***** Raw data *****

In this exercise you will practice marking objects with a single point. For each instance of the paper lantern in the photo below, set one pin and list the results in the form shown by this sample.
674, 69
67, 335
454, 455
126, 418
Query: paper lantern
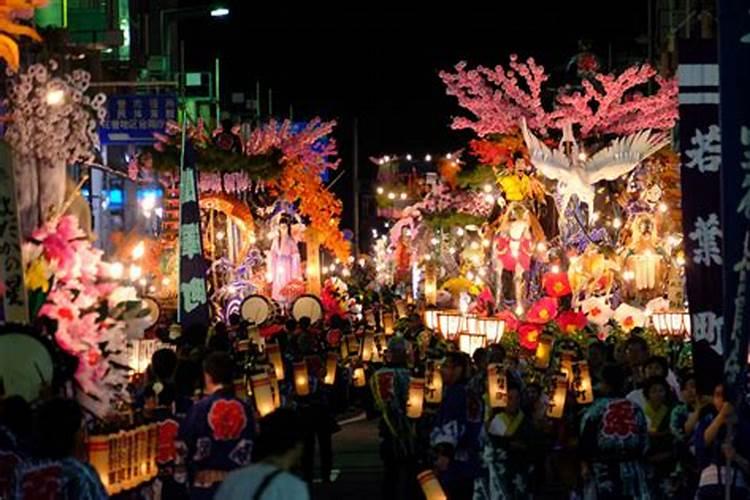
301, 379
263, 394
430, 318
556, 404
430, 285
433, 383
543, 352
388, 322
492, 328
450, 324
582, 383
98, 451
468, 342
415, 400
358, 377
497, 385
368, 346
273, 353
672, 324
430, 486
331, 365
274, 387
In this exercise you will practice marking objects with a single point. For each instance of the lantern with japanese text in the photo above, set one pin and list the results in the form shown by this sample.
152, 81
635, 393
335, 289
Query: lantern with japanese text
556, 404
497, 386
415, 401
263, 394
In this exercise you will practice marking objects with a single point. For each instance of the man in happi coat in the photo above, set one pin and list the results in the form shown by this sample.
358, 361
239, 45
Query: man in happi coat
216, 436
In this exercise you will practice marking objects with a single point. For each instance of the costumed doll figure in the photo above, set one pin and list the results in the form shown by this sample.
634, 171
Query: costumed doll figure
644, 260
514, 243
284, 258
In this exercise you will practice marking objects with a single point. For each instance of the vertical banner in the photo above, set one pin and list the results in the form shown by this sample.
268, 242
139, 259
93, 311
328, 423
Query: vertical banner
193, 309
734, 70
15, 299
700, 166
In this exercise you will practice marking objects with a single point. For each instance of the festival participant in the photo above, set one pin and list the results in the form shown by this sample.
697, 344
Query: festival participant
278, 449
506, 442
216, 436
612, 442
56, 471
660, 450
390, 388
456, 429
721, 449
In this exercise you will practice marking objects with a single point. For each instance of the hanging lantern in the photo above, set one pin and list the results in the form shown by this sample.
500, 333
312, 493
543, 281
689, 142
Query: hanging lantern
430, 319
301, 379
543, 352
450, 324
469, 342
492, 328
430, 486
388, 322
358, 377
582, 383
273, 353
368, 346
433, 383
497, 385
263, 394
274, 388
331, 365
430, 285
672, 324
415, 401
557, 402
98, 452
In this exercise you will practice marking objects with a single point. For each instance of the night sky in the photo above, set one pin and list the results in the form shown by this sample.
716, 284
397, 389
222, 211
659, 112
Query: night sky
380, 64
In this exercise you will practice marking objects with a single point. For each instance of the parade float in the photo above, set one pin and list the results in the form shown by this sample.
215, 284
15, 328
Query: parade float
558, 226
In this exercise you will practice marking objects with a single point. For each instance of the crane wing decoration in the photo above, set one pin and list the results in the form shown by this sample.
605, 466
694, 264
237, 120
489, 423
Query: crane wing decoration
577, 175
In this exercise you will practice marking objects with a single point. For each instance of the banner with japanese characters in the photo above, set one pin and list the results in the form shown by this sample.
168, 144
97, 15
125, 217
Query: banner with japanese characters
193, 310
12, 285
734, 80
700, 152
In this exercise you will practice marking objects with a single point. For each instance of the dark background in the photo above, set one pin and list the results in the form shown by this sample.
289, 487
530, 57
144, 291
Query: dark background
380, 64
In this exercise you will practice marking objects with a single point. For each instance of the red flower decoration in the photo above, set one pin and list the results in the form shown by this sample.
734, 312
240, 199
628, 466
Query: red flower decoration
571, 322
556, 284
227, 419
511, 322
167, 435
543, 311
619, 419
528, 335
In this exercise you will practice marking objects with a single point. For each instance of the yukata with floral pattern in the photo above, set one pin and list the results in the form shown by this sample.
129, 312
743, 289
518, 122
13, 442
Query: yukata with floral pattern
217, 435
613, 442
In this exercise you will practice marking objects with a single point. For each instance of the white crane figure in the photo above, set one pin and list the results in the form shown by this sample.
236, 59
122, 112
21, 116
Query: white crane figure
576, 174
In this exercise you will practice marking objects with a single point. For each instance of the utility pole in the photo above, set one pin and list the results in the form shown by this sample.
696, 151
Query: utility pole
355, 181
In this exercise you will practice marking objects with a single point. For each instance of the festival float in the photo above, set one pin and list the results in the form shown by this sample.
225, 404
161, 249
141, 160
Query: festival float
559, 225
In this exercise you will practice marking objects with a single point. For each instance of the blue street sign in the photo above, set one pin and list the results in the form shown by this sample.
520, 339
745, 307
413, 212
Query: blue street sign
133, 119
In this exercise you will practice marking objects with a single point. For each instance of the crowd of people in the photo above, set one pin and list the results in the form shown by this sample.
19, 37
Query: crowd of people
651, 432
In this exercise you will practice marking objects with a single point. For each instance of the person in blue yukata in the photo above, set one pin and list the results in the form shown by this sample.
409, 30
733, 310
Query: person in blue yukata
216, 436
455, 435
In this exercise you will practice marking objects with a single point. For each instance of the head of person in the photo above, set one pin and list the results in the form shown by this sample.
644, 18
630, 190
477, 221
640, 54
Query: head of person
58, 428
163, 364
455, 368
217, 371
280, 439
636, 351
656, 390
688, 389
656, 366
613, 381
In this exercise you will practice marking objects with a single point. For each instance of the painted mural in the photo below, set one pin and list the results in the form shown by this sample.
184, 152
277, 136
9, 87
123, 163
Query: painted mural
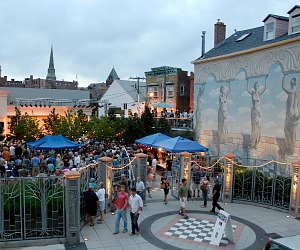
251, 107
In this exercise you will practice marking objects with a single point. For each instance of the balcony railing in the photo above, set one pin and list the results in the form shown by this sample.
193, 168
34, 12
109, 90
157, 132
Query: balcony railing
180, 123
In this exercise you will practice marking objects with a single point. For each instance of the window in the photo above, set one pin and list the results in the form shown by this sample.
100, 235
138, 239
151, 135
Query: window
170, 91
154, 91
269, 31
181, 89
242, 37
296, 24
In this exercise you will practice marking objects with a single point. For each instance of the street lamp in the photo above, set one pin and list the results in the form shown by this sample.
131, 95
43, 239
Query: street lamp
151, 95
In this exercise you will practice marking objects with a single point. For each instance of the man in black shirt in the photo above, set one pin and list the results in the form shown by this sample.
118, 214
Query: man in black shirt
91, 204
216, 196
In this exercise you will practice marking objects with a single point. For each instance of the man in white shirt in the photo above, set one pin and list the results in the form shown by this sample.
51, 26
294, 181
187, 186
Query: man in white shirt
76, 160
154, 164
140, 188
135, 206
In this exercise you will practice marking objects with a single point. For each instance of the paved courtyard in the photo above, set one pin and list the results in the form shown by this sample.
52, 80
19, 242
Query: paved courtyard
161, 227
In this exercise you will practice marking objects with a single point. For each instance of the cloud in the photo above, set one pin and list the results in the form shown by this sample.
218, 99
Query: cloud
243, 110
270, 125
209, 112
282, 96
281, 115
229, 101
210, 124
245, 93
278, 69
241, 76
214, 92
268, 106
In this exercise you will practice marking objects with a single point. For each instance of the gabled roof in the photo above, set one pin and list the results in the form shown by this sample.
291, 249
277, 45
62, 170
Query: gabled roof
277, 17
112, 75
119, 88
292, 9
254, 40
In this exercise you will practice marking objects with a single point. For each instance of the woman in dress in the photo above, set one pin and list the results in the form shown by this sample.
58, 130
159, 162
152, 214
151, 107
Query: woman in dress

*****

Reproduce all of the data above word for word, leaving out the pictures.

- Exercise result -
In this exercise you will practice marking objects with a single point. For each instance of the paper lantern in the photo below, set one pin and list the results in the form shown by this sample.
674, 69
67, 335
454, 455
126, 418
Query: paper lantern
301, 379
263, 394
430, 318
556, 404
430, 285
433, 383
543, 352
388, 322
492, 328
450, 324
582, 383
98, 451
468, 342
415, 400
358, 377
497, 385
368, 346
273, 353
672, 324
430, 486
331, 365
274, 387
In this exercise you will practice marking objects with a single point. For each instance of the lantern with japanese text in the photo above, set one pin and list the results in the form shown by this sample.
152, 81
635, 393
335, 289
Query: lantern with japanese text
556, 404
497, 386
415, 401
263, 394
In this exercise you will practice marking objects with a single point. For each instance of the man in happi coat in the photo above, set one pin and list the results in the form shown by this sample.
358, 361
239, 45
Query: man in happi coat
216, 436
In this exercise you will practice marking objects with a single point. For each instance of the costumed doll figure in the photo above, set one pin and list the results in the form shown by this sample.
634, 171
Query: costumed doll figure
644, 260
514, 243
284, 258
In this exercise you will practice marking objects with a single point. For each instance of the vertical banner in the photo above, set one pin and list the results in the form shown by this sample.
268, 242
139, 259
93, 311
328, 423
Query: vertical banner
193, 309
734, 70
15, 299
700, 166
In this exercise you will practice marking objects with a single point. For each instance of the festival participant in the photo above, set one pin and list the results in the form shown by this sample.
697, 344
Query: festival participant
278, 449
506, 442
216, 436
612, 442
56, 471
660, 450
390, 388
456, 429
721, 449
In this exercise you will practice marking objects with a single point. For each instance of the hanging lantern in the photo above, set one pin and list the results in the form shown by this sample.
500, 333
312, 493
543, 281
689, 142
Query: hanging lantern
430, 319
301, 379
543, 352
450, 324
469, 342
492, 328
430, 486
388, 322
358, 377
582, 383
273, 353
368, 346
433, 383
497, 385
263, 394
274, 388
331, 365
430, 285
672, 324
415, 401
557, 402
98, 452
In this exercise you will practice marking objects with a single point. For each instance of the night sky in the photo above, set one pin and list the results in the form shown by this sample.
716, 284
397, 389
222, 211
659, 112
Query: night sky
380, 64
In this exercise you will practice marking objects with a single point. For each instance of the parade float in the photo above, set one pin and list the results in the form shown by this sample.
215, 284
15, 328
Query: parade float
558, 226
In this exercise you will practice marking objects with a single point. For each instance of the crane wing decoration in the photo above, set one pin and list the results in the form shown by this sample.
605, 466
694, 264
237, 120
489, 423
Query: crane wing decoration
577, 175
In this exercise you will practice marking objects with a single point. For each instance of the banner with japanese characters in the photo above, set one pin and list the results in the form shown by this sample.
168, 144
97, 15
125, 217
Query: banner with japanese characters
193, 310
12, 285
734, 80
700, 152
In this exercise you will practice marking objects with a single point. For each instance of the dark background in the photo above, set one pin and list the results in the form shown by this sample.
289, 487
530, 57
144, 291
Query: dark background
380, 64
In this exercise you will practice marking objects with a single point. For each instance of the red flower decoration in the photo above, set one pin and list the results in the form shown by this sample.
734, 312
240, 199
628, 466
Query: red flower decoration
571, 322
556, 284
227, 419
511, 322
167, 435
543, 311
619, 419
528, 335
In this exercise you will practice marking objects with a single point. For each instance of the yukata with floral pattern in the photo above, set one pin and list the results in the form shown by this sample.
129, 312
743, 289
518, 122
13, 442
Query: yukata with floral pattern
217, 435
613, 442
In this exercise you will practice marking objects with a single point. For each instance of the white crane figure in the photo above, set one pin and list the results in the form shown by this sample.
236, 59
122, 112
21, 116
Query: white crane figure
576, 174
In this exercise you will practice marking objects with a single point. For each instance of the utility pole in the photo above, set one pin and list the results in the form shown by this sample.
696, 151
Query: utility pole
355, 181
In this exercise you will practice marking objects with a single point. For each instance of the festival float in the photo above, set one pin and list the results in the form shown by this sample.
225, 404
161, 249
141, 160
Query: festival float
559, 225
In this exercise you will practice marking objects with a single point. For each instance of the blue street sign in the photo above, set one pin and list the results in the form shown by this sample.
520, 339
745, 307
413, 212
Query: blue street sign
133, 119
In this exercise you will practice marking objects with a single point. For each instance of the crowd of people in the photo above, set one pin and list the results in the form shown by this sample.
19, 37
Query: crowd of people
651, 432
In this exercise you will practice marking objects with a single point. For each instance of the person in blue yukata in the photo above, set one pin and list the results in the form shown by this sample.
409, 30
733, 310
Query: person in blue yukata
216, 436
455, 435
In this exercise you will practice marking objects with a single point. For each instance of the head of person in the photo above, set one pin and list the results in the form shown by this sample.
644, 18
630, 190
477, 221
640, 54
Query: head of person
58, 428
163, 364
455, 368
217, 371
280, 439
636, 351
656, 390
688, 389
656, 366
613, 381
In this exercise you will practice marking objects with a single point. For each instance of the painted mural in the photo below, set one pin and list the results in the form shown by this sample.
184, 152
277, 136
9, 87
123, 163
Query: painted mural
251, 107
In this exercise you will practice marking objects with a single point. For each instance of the balcony railing in the photo above, set one pin and list the results in the form shown by this sample.
193, 168
34, 12
109, 90
157, 132
Query: balcony railing
180, 123
In this exercise you will practice marking objects with a single point. For each instance of the window in the photo above, set one pin and list the results in the form shown by this sample.
100, 235
138, 239
151, 135
Query: window
170, 91
154, 91
269, 31
181, 89
242, 37
296, 24
In this exercise you will practice marking objects with a single point. For each instance of the street lamp in the photo above, set one pin and list the results in the form shown by this sample.
131, 95
43, 239
Query: street lamp
151, 95
In this exercise you will practice marking objects with a single point. For each instance of the man in black shirt in the photo above, set one pin and list the results in the form shown by this sample.
118, 214
Query: man in black shirt
91, 204
216, 196
In this exercise you will practice marking objects with a single point. For each instance of the man in white shirt in the photo above, set one pin and list the results in the form shown by this sample.
51, 26
294, 181
187, 186
Query: man in white shirt
76, 160
154, 164
140, 188
135, 206
In this exercise you will practice marking objects with a single point. For each instance of the paved courtyard in the photo above, set one pin and list the results in the form shown by this sample.
52, 80
19, 242
Query: paved courtyard
161, 227
In this exercise you will practice marking objects with a single point. For each instance of the cloud in the photo above, set one pin and list the results in the form shown by this sample.
218, 99
Query: cloud
243, 110
270, 125
209, 112
282, 96
281, 115
229, 101
210, 124
245, 93
278, 69
241, 76
214, 92
268, 106
In this exercise you will practice marking objects with a single point. For each instance of the gabled roof in the photo above, set one pin and list the results in the form shown by this sample.
291, 249
277, 45
62, 170
Query: gabled roof
277, 17
112, 75
119, 88
292, 9
254, 40
In this exercise you will practice marking objects with a single point. For each instance of the woman in dress in the photo above, set one pin and list the results in the form shown by this sample.
58, 130
159, 162
152, 214
151, 107
Query: woman in dress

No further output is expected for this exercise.